▶ Challenge: Exactly the lines from the one containing "Each instance of the camel hoof" through the final line of the listing are to be retyped, and nothing more.
--- BEGIN Input records ---
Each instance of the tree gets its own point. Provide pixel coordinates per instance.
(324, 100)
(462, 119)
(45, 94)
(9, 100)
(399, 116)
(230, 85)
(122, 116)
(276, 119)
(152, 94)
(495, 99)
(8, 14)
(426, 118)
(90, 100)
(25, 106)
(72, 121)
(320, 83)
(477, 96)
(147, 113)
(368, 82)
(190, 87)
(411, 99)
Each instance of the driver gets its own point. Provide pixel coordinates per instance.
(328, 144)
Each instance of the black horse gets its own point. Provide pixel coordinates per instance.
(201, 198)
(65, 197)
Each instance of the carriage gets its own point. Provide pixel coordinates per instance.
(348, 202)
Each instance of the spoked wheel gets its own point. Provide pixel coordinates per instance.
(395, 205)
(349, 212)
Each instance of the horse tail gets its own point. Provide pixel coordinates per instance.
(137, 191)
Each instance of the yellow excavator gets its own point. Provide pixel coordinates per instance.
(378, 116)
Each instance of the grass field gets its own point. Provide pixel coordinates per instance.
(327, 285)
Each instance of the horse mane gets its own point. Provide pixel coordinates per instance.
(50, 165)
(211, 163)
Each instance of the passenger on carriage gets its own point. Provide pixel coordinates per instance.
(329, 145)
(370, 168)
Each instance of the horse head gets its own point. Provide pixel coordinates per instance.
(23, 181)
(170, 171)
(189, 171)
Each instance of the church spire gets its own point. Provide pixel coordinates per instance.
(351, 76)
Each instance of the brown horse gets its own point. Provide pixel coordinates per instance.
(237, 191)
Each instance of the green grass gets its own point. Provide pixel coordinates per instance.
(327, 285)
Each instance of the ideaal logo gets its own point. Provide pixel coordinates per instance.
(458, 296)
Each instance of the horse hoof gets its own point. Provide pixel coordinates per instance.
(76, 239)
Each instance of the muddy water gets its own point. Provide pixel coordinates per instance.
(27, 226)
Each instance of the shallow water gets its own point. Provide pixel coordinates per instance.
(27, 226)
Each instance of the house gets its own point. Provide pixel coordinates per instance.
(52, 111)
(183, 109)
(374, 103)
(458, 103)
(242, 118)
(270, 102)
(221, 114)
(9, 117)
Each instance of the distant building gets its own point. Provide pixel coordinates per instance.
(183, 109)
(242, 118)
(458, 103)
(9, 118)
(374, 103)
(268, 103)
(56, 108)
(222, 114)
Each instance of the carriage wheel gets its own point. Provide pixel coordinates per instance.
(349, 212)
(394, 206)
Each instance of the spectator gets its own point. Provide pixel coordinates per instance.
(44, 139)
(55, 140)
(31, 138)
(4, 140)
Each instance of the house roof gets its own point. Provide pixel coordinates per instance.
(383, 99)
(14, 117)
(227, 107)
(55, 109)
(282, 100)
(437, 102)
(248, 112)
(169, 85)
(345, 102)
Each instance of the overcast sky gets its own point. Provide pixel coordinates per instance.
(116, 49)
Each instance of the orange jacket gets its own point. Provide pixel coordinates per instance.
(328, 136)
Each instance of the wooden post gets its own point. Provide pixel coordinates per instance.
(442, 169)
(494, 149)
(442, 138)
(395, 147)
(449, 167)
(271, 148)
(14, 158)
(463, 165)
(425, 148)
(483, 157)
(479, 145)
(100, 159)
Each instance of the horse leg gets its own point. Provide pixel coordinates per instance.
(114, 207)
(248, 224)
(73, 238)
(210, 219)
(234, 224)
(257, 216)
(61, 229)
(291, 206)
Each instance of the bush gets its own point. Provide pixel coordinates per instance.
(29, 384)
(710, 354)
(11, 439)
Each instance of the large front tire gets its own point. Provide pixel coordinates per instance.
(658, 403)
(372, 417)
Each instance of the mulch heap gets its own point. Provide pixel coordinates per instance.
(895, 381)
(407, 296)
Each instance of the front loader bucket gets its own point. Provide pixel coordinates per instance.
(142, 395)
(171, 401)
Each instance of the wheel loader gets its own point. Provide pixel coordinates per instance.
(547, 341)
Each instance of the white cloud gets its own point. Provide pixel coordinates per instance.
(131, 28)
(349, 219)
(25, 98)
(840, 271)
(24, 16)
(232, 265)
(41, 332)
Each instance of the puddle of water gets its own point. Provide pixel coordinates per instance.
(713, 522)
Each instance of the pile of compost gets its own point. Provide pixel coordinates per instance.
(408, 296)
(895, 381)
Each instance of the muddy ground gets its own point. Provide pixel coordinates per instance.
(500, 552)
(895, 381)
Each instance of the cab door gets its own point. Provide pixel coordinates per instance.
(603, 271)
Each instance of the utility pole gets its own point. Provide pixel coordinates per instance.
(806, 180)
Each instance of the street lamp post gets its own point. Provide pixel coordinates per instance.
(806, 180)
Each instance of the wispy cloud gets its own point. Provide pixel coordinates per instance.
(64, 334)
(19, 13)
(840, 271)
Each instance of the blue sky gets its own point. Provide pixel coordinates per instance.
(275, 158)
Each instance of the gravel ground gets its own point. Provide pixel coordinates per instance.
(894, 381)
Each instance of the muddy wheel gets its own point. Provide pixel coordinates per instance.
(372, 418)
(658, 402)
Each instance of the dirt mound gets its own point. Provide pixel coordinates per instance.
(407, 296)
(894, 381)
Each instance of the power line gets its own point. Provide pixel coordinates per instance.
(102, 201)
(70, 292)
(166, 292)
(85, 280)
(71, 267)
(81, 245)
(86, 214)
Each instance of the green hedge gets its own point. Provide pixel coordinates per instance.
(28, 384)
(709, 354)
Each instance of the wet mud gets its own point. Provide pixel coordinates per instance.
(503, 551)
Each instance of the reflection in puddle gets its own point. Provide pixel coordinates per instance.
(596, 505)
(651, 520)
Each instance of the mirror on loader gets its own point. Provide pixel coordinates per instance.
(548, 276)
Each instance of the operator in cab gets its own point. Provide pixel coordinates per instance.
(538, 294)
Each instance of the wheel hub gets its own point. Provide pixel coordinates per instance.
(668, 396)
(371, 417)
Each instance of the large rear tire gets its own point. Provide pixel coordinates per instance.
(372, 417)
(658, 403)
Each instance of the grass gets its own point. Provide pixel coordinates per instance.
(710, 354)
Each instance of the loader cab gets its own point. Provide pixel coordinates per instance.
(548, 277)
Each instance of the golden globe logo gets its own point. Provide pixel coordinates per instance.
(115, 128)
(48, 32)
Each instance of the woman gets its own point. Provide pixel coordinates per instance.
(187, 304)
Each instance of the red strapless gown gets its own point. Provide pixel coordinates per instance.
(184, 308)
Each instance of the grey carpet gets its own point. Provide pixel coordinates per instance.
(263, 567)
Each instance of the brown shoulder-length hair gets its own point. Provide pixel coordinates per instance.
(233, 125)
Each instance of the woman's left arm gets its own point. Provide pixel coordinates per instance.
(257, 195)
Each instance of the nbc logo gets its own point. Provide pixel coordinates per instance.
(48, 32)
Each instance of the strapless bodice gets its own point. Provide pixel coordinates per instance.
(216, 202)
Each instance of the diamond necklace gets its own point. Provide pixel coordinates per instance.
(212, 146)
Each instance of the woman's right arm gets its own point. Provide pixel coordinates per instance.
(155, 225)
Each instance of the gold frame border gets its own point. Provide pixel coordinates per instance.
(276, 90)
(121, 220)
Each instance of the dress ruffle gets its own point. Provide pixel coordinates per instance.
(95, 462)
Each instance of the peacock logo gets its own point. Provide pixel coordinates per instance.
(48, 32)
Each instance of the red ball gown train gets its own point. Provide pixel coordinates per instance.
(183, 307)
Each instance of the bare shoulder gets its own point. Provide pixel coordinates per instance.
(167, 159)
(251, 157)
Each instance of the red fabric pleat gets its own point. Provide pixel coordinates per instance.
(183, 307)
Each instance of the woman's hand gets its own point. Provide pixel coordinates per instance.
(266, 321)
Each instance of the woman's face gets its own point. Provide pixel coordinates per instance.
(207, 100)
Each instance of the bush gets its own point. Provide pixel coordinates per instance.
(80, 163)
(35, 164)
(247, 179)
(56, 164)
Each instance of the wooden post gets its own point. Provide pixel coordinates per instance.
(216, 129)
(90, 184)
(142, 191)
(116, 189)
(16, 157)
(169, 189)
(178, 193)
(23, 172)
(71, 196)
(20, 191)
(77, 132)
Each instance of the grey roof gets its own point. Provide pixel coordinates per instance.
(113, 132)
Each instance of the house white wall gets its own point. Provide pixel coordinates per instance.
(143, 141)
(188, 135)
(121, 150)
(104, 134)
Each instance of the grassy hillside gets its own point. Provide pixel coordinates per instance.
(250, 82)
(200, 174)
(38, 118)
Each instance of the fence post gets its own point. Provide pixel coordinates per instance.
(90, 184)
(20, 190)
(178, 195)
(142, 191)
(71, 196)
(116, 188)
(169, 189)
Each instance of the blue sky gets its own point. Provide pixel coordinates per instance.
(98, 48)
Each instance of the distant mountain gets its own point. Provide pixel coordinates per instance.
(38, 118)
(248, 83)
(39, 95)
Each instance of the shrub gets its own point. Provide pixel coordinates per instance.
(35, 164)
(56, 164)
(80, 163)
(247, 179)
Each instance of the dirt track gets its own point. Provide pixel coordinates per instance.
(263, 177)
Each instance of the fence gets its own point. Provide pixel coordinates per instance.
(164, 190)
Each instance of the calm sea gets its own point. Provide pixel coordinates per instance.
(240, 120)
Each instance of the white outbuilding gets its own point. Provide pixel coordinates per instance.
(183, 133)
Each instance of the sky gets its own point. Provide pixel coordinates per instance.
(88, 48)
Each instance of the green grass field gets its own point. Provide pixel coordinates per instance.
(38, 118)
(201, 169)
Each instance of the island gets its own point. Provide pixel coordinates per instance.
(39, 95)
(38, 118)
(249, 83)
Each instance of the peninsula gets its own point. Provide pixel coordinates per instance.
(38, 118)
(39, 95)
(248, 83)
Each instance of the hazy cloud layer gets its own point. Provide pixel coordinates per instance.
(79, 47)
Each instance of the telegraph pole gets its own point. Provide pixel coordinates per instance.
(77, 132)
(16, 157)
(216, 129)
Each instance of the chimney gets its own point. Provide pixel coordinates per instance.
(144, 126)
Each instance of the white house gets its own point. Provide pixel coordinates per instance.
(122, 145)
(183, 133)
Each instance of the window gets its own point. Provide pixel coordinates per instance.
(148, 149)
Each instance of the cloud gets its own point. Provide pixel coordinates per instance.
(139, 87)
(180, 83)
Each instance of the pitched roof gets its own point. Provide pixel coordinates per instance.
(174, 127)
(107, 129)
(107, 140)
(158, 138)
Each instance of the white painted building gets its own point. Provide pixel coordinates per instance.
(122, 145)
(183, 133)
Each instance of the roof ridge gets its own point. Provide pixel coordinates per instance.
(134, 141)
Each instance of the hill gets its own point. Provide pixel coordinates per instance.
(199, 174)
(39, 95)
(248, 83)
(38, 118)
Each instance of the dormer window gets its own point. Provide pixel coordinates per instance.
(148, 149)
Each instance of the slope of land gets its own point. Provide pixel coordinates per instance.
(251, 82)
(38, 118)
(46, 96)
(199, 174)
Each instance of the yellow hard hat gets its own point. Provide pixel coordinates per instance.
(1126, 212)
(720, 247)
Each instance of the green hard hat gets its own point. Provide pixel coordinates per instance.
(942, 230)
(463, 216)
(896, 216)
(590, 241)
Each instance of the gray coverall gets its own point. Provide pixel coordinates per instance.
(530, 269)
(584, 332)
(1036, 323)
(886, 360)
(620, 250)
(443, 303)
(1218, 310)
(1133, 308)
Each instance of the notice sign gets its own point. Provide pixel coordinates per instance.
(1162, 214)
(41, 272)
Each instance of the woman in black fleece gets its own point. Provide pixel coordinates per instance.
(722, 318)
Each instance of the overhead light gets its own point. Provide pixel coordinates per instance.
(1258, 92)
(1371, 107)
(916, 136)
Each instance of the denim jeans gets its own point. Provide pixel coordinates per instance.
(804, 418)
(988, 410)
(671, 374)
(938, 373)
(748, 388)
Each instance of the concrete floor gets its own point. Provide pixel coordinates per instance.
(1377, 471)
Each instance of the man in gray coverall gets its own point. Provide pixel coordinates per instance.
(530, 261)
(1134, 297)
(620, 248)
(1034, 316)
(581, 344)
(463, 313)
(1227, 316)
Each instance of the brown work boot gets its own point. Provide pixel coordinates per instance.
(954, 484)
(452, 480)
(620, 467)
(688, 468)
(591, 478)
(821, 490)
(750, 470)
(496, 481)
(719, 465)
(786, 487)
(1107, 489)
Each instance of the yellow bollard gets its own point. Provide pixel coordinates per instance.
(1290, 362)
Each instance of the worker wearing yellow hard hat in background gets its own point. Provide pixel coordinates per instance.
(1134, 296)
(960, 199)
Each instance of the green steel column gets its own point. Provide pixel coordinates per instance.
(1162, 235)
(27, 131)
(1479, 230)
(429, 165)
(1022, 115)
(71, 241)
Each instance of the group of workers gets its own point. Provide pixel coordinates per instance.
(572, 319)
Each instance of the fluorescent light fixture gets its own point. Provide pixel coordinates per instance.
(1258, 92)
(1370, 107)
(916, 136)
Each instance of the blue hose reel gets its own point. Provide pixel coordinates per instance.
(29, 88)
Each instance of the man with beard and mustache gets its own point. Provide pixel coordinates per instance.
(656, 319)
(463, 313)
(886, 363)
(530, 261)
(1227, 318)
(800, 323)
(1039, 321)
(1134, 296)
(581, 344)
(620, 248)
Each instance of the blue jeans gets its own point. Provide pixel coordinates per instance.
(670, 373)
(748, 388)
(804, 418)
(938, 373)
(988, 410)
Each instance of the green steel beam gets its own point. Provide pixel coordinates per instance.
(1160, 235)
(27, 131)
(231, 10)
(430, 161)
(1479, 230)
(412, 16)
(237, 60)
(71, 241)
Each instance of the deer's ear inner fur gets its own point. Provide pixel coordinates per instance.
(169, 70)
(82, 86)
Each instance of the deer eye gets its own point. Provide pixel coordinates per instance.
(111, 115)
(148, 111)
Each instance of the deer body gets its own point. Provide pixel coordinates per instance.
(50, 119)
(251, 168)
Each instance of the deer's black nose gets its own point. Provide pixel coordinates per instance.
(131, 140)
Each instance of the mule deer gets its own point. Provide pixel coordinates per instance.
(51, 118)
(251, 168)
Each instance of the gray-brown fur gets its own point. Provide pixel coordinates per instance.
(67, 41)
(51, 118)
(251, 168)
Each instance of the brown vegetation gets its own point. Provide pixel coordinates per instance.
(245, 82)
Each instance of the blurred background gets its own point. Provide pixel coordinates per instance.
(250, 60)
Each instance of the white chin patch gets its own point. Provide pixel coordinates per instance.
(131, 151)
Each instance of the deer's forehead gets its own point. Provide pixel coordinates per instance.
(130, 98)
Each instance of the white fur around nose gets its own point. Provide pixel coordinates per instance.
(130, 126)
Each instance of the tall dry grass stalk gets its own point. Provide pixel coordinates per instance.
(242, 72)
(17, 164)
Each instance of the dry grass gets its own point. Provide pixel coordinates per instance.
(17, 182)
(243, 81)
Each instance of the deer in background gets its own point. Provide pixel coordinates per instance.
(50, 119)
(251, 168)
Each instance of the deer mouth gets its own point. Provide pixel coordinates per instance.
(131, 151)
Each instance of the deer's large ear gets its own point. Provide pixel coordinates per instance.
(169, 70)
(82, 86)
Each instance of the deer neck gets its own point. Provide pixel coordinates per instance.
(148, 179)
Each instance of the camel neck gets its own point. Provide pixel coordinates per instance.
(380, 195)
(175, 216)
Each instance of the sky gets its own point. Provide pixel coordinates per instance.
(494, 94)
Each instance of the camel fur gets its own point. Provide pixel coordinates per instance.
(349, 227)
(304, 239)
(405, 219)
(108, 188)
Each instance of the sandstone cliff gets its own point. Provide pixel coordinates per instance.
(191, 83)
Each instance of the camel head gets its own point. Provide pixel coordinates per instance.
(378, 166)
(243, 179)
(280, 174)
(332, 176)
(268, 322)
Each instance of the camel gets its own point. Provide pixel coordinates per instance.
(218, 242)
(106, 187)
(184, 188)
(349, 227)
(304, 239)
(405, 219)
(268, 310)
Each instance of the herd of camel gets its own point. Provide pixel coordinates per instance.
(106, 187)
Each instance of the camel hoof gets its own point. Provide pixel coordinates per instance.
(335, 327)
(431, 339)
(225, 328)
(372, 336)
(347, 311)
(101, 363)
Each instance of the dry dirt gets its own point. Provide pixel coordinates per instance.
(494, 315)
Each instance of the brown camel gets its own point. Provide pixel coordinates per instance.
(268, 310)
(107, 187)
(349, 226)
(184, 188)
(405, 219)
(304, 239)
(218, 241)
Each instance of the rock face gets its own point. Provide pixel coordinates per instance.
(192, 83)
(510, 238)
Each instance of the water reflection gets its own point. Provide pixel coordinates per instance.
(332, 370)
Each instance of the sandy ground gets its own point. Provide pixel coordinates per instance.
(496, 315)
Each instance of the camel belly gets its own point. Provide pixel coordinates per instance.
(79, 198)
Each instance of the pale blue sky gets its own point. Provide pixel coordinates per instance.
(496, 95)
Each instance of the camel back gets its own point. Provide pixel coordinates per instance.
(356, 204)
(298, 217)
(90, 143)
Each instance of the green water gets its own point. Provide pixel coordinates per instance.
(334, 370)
--- END Input records ---
▶ Written response:
Each instance of the camel hoof gets its own point. Provide pixel coordinates per instance.
(335, 327)
(431, 339)
(225, 328)
(372, 336)
(347, 311)
(101, 363)
Each instance of the dry dirt gets its own point. Provide pixel coordinates per instance.
(494, 315)
Each instance of the brown camel gets its own point. Provide pixel coordinates per instance.
(268, 310)
(107, 187)
(349, 226)
(184, 188)
(405, 219)
(304, 239)
(218, 241)
Each instance of the rock face gets its own point. Provide pixel coordinates per instance.
(192, 83)
(510, 238)
Each instance of the water reflection gets its own point. Provide pixel coordinates per instance.
(332, 370)
Each instance of the sandy ground gets its own point. Provide pixel coordinates per instance.
(496, 315)
Each instance of the camel belly gets its own point. Provide pixel coordinates per instance.
(79, 198)
Each instance of the pale blue sky gets its own point. Provide pixel coordinates per instance.
(496, 95)
Each instance of the camel back gets its own point. Provide pixel coordinates per instance.
(356, 204)
(298, 217)
(90, 143)
Each instance of the green water gets its own point. Provide pixel coordinates per instance.
(334, 370)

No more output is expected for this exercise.